Exercise materials —
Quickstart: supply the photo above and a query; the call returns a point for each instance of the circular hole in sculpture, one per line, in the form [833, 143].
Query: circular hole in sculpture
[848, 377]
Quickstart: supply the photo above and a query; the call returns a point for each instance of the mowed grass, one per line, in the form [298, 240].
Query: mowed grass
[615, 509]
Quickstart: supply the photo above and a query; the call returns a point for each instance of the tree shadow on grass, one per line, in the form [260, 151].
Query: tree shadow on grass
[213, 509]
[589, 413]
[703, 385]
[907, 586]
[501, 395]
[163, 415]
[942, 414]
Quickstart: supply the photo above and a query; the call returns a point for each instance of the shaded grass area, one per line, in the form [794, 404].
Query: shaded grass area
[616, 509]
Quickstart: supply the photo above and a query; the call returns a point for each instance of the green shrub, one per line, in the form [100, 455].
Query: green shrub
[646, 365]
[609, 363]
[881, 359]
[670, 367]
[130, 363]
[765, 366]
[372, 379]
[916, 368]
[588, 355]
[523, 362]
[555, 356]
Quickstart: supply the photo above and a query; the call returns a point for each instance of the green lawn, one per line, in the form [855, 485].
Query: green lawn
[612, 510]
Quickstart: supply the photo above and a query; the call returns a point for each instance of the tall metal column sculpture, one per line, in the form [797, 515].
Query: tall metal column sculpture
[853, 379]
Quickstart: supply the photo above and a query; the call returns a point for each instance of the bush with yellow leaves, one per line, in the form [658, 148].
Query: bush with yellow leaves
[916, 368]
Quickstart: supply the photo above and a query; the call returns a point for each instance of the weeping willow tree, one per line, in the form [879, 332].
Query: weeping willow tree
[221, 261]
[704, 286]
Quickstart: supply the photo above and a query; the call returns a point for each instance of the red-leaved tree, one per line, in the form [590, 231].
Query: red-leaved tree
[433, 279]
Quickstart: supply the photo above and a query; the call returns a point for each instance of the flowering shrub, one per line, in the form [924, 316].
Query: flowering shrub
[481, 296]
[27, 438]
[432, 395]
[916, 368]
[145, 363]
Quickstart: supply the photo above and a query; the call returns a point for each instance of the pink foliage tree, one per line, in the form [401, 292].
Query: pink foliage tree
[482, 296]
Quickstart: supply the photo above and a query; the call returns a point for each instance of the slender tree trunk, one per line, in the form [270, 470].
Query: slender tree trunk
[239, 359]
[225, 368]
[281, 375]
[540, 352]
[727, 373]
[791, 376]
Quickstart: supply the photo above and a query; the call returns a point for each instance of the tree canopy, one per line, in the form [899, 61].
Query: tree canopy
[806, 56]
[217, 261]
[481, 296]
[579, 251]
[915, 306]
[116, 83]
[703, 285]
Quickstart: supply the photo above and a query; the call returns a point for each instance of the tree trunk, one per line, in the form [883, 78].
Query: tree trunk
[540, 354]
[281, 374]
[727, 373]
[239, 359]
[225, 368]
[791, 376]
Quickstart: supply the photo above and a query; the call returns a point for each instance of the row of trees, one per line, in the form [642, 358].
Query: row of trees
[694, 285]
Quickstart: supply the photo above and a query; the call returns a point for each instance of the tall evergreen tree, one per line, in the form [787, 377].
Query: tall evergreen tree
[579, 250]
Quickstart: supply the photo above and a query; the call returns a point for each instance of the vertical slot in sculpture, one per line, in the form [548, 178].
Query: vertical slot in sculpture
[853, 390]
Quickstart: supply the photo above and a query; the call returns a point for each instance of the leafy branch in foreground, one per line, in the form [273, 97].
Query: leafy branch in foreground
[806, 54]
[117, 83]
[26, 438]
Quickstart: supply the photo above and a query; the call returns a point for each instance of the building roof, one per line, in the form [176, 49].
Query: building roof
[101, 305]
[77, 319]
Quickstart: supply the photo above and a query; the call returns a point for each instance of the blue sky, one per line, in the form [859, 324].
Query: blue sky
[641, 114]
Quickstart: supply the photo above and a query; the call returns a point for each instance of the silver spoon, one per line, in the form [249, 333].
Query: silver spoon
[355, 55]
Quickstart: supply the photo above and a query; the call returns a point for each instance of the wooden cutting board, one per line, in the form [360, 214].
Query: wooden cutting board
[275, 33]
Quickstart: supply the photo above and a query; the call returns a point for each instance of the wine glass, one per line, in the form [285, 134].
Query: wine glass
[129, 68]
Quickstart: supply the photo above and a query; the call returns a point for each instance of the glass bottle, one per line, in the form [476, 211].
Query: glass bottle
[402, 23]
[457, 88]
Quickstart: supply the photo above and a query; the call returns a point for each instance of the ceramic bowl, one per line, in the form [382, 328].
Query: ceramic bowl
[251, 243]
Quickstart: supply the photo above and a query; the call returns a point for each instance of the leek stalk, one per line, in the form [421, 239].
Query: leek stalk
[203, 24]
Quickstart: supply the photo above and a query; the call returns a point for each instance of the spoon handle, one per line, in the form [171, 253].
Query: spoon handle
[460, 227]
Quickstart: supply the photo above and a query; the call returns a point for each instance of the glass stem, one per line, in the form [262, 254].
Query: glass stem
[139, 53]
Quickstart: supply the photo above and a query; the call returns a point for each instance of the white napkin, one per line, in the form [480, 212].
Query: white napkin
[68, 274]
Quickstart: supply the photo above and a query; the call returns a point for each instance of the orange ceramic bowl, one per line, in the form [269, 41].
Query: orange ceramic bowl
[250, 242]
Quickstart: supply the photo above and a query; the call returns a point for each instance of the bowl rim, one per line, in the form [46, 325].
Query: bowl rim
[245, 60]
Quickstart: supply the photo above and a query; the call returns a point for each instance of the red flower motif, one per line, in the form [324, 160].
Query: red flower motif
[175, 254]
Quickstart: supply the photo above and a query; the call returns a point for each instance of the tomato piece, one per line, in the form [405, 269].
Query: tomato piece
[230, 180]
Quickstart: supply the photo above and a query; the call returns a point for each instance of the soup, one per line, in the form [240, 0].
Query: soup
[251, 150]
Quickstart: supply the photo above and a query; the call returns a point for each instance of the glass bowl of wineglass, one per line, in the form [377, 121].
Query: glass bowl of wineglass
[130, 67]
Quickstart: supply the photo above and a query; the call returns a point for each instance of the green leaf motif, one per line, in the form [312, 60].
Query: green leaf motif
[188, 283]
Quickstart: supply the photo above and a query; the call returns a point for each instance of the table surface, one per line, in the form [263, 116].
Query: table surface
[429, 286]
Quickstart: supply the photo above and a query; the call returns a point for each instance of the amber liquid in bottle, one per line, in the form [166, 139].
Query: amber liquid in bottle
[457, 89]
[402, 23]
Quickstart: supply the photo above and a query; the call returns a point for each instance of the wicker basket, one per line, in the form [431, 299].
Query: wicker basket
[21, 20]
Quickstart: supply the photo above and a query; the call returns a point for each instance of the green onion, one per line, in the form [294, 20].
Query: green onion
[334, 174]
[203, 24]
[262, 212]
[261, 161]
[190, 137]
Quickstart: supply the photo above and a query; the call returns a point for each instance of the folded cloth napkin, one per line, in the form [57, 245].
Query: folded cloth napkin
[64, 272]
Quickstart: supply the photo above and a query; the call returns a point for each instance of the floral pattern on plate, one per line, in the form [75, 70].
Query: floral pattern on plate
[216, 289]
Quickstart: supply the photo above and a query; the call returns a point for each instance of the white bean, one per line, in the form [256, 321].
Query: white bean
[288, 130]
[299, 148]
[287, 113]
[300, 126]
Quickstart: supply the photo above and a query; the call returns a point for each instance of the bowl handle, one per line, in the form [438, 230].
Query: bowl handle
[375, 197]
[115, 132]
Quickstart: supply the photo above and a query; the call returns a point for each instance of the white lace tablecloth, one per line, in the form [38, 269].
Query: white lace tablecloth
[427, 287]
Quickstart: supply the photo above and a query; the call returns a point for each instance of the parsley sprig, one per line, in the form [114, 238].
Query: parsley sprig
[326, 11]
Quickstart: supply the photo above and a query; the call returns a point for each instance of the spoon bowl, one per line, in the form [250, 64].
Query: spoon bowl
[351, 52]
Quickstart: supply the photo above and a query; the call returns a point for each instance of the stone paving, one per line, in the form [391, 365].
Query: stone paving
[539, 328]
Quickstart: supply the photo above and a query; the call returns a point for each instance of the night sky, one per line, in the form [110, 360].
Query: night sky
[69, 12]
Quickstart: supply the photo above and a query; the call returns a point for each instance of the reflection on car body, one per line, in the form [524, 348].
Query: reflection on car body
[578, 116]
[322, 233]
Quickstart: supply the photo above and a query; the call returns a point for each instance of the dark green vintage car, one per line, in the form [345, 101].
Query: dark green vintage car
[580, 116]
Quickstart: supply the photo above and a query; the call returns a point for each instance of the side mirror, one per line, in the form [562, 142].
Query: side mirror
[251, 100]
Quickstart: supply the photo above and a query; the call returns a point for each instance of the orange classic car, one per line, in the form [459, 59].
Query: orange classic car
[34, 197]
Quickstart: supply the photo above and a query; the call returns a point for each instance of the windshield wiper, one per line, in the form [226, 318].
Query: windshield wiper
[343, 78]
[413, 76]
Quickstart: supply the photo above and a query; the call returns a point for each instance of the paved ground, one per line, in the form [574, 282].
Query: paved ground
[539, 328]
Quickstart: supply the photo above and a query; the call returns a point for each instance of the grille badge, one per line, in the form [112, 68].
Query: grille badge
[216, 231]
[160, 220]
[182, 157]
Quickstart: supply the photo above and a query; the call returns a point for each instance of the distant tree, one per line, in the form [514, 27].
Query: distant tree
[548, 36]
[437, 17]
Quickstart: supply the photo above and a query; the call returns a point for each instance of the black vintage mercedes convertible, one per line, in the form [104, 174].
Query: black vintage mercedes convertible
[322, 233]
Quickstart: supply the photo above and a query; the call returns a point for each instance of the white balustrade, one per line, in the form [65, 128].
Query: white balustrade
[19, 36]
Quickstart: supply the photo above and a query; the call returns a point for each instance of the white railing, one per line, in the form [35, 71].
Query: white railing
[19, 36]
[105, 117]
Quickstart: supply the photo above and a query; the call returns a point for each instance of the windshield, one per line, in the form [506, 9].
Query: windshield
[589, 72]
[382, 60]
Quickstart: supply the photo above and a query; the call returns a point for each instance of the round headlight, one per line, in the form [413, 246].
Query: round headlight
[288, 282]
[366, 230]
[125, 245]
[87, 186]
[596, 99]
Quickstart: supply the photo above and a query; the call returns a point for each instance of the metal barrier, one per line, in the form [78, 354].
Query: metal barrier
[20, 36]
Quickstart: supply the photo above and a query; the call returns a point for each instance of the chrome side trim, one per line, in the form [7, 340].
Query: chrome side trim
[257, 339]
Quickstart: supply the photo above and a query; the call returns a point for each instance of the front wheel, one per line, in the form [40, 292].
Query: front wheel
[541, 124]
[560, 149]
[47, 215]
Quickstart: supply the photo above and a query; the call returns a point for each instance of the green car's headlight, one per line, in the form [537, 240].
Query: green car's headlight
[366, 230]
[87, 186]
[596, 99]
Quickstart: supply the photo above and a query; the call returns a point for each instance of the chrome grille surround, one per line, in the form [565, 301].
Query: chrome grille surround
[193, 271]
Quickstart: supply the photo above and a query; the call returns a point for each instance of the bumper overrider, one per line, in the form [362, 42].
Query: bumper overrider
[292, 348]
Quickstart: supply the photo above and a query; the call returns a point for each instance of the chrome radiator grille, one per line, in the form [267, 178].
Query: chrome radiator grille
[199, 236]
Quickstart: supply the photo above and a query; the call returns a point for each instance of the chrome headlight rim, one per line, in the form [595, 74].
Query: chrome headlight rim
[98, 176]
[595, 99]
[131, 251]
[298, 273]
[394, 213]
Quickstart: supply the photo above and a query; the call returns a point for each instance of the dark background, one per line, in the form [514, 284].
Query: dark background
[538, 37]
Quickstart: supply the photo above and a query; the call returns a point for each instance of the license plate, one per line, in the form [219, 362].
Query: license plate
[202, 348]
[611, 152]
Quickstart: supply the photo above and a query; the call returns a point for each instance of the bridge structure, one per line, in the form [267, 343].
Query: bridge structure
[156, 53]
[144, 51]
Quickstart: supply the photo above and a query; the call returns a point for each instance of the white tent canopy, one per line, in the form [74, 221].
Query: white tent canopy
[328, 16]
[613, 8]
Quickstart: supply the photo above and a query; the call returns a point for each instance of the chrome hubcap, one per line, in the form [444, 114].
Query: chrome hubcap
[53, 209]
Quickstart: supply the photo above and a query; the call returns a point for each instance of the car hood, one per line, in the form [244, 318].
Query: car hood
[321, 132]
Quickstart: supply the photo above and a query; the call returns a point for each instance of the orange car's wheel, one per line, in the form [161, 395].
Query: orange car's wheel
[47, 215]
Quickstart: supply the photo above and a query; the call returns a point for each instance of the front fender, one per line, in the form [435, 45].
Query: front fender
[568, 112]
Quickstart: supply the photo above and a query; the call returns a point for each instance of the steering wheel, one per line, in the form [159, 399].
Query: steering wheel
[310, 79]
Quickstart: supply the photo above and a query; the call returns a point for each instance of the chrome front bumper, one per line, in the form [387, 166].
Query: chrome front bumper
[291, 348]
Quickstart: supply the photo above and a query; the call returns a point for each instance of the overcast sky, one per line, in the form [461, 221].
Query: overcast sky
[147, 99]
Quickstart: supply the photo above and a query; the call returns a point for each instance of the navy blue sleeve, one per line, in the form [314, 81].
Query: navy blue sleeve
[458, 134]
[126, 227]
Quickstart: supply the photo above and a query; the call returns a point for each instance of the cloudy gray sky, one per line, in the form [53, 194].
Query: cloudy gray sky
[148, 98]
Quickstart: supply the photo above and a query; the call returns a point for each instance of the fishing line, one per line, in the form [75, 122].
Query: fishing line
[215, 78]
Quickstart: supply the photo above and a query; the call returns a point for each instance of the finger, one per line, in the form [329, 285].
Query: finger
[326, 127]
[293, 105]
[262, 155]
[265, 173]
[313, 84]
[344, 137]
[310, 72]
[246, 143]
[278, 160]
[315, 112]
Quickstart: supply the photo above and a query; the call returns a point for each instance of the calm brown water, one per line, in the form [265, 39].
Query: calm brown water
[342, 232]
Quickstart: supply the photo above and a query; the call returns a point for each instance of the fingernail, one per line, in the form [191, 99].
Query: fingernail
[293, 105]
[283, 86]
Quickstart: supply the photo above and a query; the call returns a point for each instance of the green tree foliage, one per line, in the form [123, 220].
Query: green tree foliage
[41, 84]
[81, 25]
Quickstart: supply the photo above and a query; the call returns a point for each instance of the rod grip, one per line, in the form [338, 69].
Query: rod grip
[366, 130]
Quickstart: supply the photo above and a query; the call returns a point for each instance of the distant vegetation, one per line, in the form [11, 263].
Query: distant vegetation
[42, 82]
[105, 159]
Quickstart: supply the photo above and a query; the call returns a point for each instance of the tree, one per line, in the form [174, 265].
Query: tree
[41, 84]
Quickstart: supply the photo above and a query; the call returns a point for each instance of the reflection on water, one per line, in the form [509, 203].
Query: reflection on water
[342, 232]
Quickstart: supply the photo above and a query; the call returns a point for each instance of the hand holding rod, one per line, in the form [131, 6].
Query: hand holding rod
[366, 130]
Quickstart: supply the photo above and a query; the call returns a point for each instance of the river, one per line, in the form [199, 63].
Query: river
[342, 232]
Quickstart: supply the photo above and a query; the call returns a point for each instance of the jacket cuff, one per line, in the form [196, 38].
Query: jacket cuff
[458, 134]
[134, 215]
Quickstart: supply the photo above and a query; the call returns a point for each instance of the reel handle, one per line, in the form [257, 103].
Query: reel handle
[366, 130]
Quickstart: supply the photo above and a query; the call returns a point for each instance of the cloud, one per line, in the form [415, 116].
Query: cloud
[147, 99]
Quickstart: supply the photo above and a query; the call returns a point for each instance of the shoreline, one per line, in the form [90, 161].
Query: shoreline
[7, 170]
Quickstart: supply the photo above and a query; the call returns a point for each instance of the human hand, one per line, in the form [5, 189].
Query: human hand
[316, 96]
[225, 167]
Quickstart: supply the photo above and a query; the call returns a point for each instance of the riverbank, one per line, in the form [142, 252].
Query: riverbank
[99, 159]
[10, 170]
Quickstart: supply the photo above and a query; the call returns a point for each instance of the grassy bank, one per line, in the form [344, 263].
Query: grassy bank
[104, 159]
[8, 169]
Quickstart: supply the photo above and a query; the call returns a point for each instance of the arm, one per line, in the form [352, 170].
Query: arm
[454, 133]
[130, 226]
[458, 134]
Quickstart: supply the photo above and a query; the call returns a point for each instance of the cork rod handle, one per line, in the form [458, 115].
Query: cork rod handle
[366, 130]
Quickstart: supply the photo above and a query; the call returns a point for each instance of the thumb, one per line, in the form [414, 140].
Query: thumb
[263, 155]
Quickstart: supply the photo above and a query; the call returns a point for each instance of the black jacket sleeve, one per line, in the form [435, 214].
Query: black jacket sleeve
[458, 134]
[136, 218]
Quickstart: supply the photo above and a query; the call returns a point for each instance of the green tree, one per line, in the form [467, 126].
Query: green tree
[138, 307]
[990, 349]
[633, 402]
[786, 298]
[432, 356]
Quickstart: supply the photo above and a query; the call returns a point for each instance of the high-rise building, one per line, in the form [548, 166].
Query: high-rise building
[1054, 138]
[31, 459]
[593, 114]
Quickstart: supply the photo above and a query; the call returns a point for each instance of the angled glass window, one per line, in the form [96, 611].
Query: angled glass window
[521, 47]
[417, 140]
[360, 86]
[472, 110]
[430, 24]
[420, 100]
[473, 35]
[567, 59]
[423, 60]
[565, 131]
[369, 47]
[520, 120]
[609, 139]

Aim — Extract exactly the lines between the line containing "form [435, 214]." and the end of the data, including both.

Solution to this problem —
Quickstart: supply the photo above and a query; the call returns a point for each instance of the black jacket sleeve, one per line, in the form [435, 214].
Query: black jacket sleeve
[458, 134]
[136, 218]
Quickstart: supply the photo above and a query; the call returns a point for each instance of the green tree, one per line, in the form [467, 126].
Query: green tree
[138, 307]
[990, 349]
[633, 402]
[786, 298]
[432, 356]
Quickstart: supply the photo above and a query; the call returns a point for each instance of the high-rise building, one per line, in the form [548, 166].
Query: high-rise building
[1054, 138]
[31, 459]
[593, 114]
Quickstart: supply the photo above and a query; the call returns a point for each instance of the angled glass window, one per line, in the form [96, 611].
Query: angled glass window
[521, 47]
[417, 140]
[360, 86]
[472, 110]
[430, 24]
[420, 100]
[473, 35]
[567, 59]
[423, 60]
[565, 131]
[369, 47]
[520, 120]
[609, 139]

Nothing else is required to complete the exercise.